■ The problem ■
Once the images are set aside, write out the rest of the records exactly.

Saved entries

· · · · ·

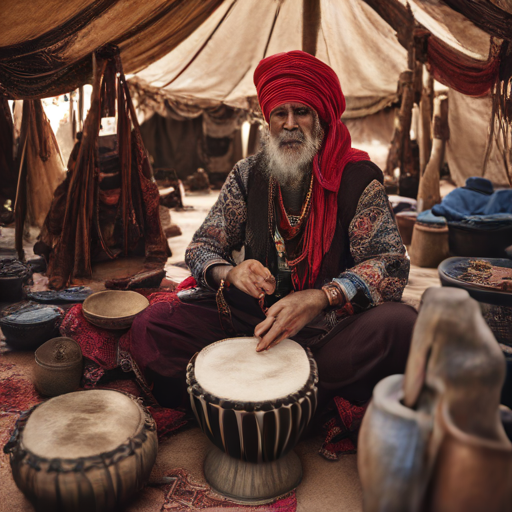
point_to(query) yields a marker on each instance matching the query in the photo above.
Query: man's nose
(291, 122)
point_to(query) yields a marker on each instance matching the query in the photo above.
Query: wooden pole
(311, 16)
(20, 204)
(425, 124)
(429, 193)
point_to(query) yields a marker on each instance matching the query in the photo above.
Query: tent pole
(425, 124)
(429, 193)
(80, 108)
(311, 16)
(20, 204)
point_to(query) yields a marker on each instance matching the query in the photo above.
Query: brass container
(58, 368)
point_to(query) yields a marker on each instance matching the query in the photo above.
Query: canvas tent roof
(218, 60)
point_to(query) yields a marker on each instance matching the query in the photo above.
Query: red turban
(299, 77)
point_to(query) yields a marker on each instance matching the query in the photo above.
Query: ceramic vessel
(113, 309)
(58, 367)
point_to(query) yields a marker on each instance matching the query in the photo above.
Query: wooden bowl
(113, 309)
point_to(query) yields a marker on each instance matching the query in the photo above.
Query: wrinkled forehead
(291, 107)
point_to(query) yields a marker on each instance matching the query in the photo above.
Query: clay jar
(392, 446)
(58, 368)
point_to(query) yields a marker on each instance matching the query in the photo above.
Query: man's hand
(288, 316)
(252, 278)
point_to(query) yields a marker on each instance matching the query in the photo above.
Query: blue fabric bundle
(476, 205)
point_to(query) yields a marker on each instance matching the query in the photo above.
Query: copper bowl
(114, 309)
(58, 368)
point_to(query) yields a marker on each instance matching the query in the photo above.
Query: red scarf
(301, 78)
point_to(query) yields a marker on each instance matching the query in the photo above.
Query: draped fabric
(49, 53)
(485, 15)
(73, 223)
(299, 77)
(460, 72)
(45, 169)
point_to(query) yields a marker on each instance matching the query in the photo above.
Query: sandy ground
(326, 486)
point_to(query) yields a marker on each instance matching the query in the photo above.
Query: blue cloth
(427, 217)
(473, 205)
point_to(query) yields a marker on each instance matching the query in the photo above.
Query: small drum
(253, 406)
(87, 451)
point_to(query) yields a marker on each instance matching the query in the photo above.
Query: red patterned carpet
(17, 394)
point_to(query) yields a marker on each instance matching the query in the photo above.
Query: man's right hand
(252, 278)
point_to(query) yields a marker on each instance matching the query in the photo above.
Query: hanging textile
(460, 72)
(87, 218)
(485, 15)
(49, 54)
(45, 169)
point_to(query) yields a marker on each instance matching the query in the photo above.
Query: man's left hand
(288, 316)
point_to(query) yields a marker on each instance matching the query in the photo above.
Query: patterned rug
(184, 495)
(17, 394)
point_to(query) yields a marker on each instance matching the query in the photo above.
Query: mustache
(294, 136)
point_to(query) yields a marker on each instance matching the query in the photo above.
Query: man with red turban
(300, 244)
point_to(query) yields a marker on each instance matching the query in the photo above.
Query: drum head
(232, 369)
(81, 424)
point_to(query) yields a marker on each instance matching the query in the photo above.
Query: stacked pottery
(440, 435)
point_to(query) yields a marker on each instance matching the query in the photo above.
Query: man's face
(295, 136)
(291, 124)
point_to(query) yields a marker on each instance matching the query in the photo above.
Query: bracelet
(335, 294)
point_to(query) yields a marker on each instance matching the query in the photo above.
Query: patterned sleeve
(223, 230)
(381, 265)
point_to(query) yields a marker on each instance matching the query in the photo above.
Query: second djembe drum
(87, 451)
(253, 406)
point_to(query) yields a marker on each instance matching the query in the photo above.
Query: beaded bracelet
(335, 294)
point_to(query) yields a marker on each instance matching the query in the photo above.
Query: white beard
(291, 167)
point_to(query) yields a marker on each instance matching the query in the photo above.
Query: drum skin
(90, 484)
(254, 431)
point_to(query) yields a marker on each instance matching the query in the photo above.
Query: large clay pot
(472, 473)
(392, 445)
(439, 446)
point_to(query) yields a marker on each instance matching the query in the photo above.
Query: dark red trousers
(352, 357)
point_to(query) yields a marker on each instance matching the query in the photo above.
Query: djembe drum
(253, 407)
(87, 451)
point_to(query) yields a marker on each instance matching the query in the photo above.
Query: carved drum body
(87, 451)
(254, 408)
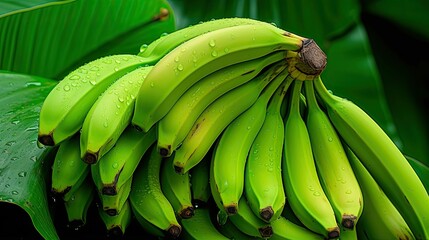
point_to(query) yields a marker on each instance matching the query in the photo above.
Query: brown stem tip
(312, 59)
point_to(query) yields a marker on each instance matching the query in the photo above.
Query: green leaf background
(376, 57)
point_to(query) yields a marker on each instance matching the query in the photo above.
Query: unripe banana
(218, 115)
(113, 204)
(381, 157)
(177, 189)
(200, 56)
(68, 169)
(173, 128)
(200, 226)
(65, 108)
(116, 224)
(335, 173)
(150, 206)
(263, 178)
(200, 186)
(160, 47)
(78, 204)
(119, 164)
(284, 229)
(110, 115)
(303, 188)
(233, 147)
(380, 219)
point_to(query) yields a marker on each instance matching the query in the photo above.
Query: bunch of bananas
(225, 130)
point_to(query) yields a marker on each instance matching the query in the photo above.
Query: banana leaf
(354, 65)
(50, 38)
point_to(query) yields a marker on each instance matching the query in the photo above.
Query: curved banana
(232, 232)
(177, 189)
(216, 117)
(200, 226)
(78, 204)
(303, 188)
(249, 223)
(244, 219)
(65, 108)
(381, 157)
(175, 125)
(263, 183)
(284, 229)
(163, 45)
(68, 169)
(233, 147)
(116, 224)
(113, 204)
(110, 115)
(119, 164)
(194, 59)
(147, 200)
(380, 219)
(200, 186)
(335, 173)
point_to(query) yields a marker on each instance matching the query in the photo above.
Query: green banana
(173, 128)
(110, 115)
(147, 200)
(335, 173)
(263, 183)
(68, 170)
(244, 219)
(216, 117)
(303, 188)
(381, 157)
(64, 109)
(116, 224)
(380, 219)
(177, 189)
(196, 58)
(113, 204)
(200, 226)
(249, 223)
(233, 147)
(200, 186)
(284, 229)
(119, 164)
(78, 204)
(163, 45)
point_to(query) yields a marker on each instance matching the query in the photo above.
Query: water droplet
(212, 43)
(10, 143)
(143, 47)
(75, 77)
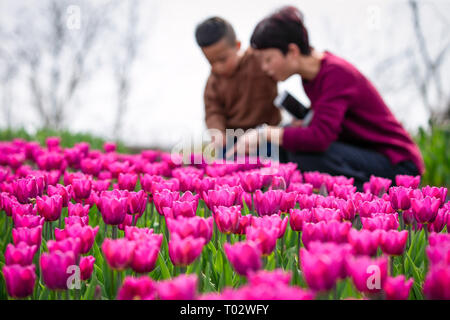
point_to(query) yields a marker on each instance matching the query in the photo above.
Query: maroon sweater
(348, 108)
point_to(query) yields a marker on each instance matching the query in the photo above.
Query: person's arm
(214, 111)
(329, 112)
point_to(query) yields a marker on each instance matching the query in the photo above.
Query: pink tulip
(78, 210)
(364, 242)
(297, 218)
(393, 242)
(113, 207)
(381, 221)
(64, 192)
(165, 198)
(86, 234)
(245, 257)
(275, 277)
(221, 197)
(22, 254)
(145, 256)
(400, 198)
(396, 288)
(250, 181)
(407, 181)
(377, 185)
(437, 282)
(55, 267)
(227, 218)
(127, 181)
(20, 280)
(183, 287)
(66, 245)
(183, 252)
(31, 236)
(27, 221)
(425, 210)
(142, 288)
(319, 270)
(81, 189)
(273, 221)
(118, 253)
(369, 275)
(266, 238)
(267, 203)
(49, 207)
(195, 226)
(26, 189)
(83, 221)
(137, 202)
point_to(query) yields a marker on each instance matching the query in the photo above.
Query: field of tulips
(78, 223)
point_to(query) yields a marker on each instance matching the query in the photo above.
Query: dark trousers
(350, 161)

· · · · ·

■ Solved exercise ■
point_to(query) yields a marker on each instance matching the query in the photo above.
Query: man's nose
(291, 122)
point_to(query) yields a marker on each instance matching the query in the photo above.
Query: wooden pole
(311, 16)
(20, 204)
(425, 124)
(429, 193)
point_to(query) yields a marker on each instance matching the query in the photo above.
Query: tent pole
(425, 124)
(429, 193)
(80, 108)
(311, 16)
(20, 204)
point_to(query) yields a marker on each instance matching the query in the photo above.
Query: brass container
(58, 368)
point_to(query) yields a marker on each instance matching the query in the photo above.
Query: canvas tent roof
(218, 60)
point_to(query) yields a marker on each instance matching the query in the photo above.
Query: red turban
(299, 77)
point_to(query) yields a marker on each instance matching the query in the photo above.
Query: ceramic vessel
(113, 309)
(58, 367)
point_to(query) yields a marker on each instance matching the query in the photo above.
Query: wooden bowl
(113, 309)
point_to(query) yields a marker on each instance matching the query in the photo above.
Query: wrinkled forehead
(291, 107)
point_to(query) yields a marker on each instance matching the query in the photo above.
Query: clay jar
(392, 446)
(58, 368)
point_to(query) yields a marker on each instance matching the query in the photo above.
Query: man's hand
(288, 316)
(252, 278)
point_to(query) yields a marker on each instance matching the query in the photo above.
Query: blue fabric bundle
(476, 205)
point_to(query) yields a marker on each instance matching the query in the photo above.
Query: copper bowl
(114, 309)
(58, 368)
point_to(query) yields a marker on each instance matching the query in the photo above.
Query: red scarf
(301, 78)
point_to(query) yields a marker on each instance matching the query in the photo above.
Query: draped fabric
(49, 53)
(485, 15)
(73, 223)
(299, 77)
(460, 72)
(45, 169)
point_to(query) yields a marker on each instance matching the query in the photo above.
Query: sandy ground
(326, 486)
point_to(query) yields a marker on each instance matching the query in the photo above.
Query: blue cloth
(427, 217)
(473, 205)
point_to(query) yields a marker on each instance matching the query in the photo above.
Query: small drum
(253, 406)
(87, 451)
point_to(query) yields a marker on each instance matching the query in the photo above.
Query: red patterned carpet
(17, 394)
point_to(query) yields a marker on each instance matching the query in the photo above.
Query: man's right hand
(252, 278)
point_to(query) yields a marker on each instance matching the query in the photo above.
Query: hanging textile
(460, 72)
(87, 218)
(485, 15)
(49, 54)
(45, 169)
point_to(query) yields a marker on each instance matching the query in the photo above.
Query: man's left hand
(288, 316)
point_to(query) yields a marker on each instance matching the query in the photo above.
Query: patterned rug
(184, 495)
(17, 394)
point_to(query) yields a marker on each instance matching the query in the photo above.
Query: mustache
(294, 136)
point_to(query) yields a marker on each instance matching the query in the photo above.
Query: man with red turban
(300, 244)
point_to(query) yields a marker on each instance matching the query in the photo above.
Query: drum head
(232, 369)
(81, 424)
point_to(query) yields a marker on each instance matching the query in the photo above.
Query: stacked pottery
(440, 435)
point_to(query) yields a marker on each instance matching the query in the photo above.
Query: man's face
(295, 136)
(291, 124)
point_to(query) yields a marker on each instance matching the query in the photo above.
Query: bracelet
(335, 294)
point_to(query) yields a marker on each instance matching the query in the photo above.
Query: patterned sleeve
(223, 230)
(381, 265)
point_to(query) yields a marker on each instance matching the query in the photo above.
Query: second djembe drum
(87, 451)
(253, 406)
point_to(query) yields a marker on each instance matching the query in the photo above.
Query: beaded bracelet
(335, 294)
point_to(query) yields a marker on each instance matching the query in the photo above.
Query: white beard
(291, 167)
point_to(query) yields a marker on each instance matching the query in the photo above.
Query: drum skin
(90, 484)
(254, 431)
point_to(query) yields a marker on each instance matching the query in the photo above.
Query: large clay pot
(472, 473)
(392, 445)
(439, 446)
point_to(query) yields a marker on each instance matching the query in the photo above.
Query: dark red trousers
(352, 357)
point_to(query) yields a marker on each instance matching the query in the photo above.
Query: djembe drum
(253, 407)
(87, 451)
point_to(query) yields a marker on each instance matching the query in the photo above.
Query: carved drum body
(87, 451)
(254, 408)
point_to(query) yields a marker on each instance matching the query in the photo above.
Query: brown stem tip
(312, 59)
point_to(query) yields a marker on each instance matching the query in the photo above.
Query: green leaf background
(376, 57)
point_to(query) yields a marker on each instance matching the query in the photo above.
Query: unripe banana
(218, 115)
(113, 204)
(381, 157)
(177, 189)
(200, 56)
(68, 169)
(173, 128)
(200, 226)
(65, 108)
(116, 224)
(335, 173)
(150, 206)
(263, 178)
(200, 186)
(160, 47)
(78, 204)
(119, 164)
(284, 229)
(110, 115)
(303, 188)
(233, 147)
(380, 219)
point_to(query) yields a marker on each instance matching the query in the photo above.
Query: bunch of bananas
(225, 130)
point_to(query) yields a marker on each instance matching the query in the photo above.
Query: banana leaf
(354, 65)
(50, 38)
point_to(query) yields a marker on each instance matching the query in the photo above.
Query: curved banana
(232, 232)
(177, 189)
(216, 117)
(200, 226)
(78, 204)
(303, 188)
(249, 223)
(244, 219)
(65, 108)
(381, 157)
(175, 125)
(263, 183)
(284, 229)
(163, 45)
(68, 169)
(233, 147)
(116, 224)
(113, 204)
(110, 115)
(119, 164)
(194, 59)
(147, 200)
(380, 219)
(200, 186)
(335, 173)
point_to(query) yields a marker on each instance matching the query in the photo above.
Query: green banana
(173, 128)
(110, 115)
(147, 200)
(335, 173)
(263, 183)
(68, 170)
(244, 219)
(216, 117)
(303, 188)
(381, 157)
(64, 109)
(116, 224)
(380, 219)
(177, 189)
(196, 58)
(113, 204)
(200, 226)
(249, 223)
(233, 147)
(200, 186)
(284, 229)
(119, 164)
(78, 204)
(163, 45)
point_to(query) yields a marker on each instance matching the query in the photo above.
Query: water droplet
(212, 43)
(10, 143)
(143, 47)
(75, 77)
point_to(query) yields a marker on each instance matching the query in the photo above.
Query: maroon sweater
(348, 108)
point_to(query) yields a marker on each instance matching the query in the photo above.
Query: person's arm
(214, 111)
(329, 112)
point_to(query) yields a marker on each instance matching the query in the photo above.
Query: pink tulip
(78, 210)
(364, 242)
(297, 218)
(393, 242)
(113, 207)
(381, 221)
(64, 192)
(165, 198)
(86, 234)
(245, 257)
(275, 277)
(221, 197)
(22, 254)
(145, 256)
(400, 198)
(396, 288)
(250, 181)
(407, 181)
(377, 185)
(437, 282)
(55, 267)
(227, 218)
(127, 181)
(20, 280)
(183, 287)
(66, 245)
(183, 252)
(31, 236)
(27, 221)
(425, 210)
(142, 288)
(319, 270)
(81, 189)
(273, 221)
(118, 253)
(369, 275)
(266, 238)
(267, 203)
(49, 207)
(195, 226)
(26, 189)
(83, 221)
(137, 202)
point_to(query) yields a marker on each instance matching the query in the photo above.
Query: field of tulips
(78, 223)
point_to(query) yields a marker on each instance matching the query in the photo above.
Query: dark trousers
(350, 161)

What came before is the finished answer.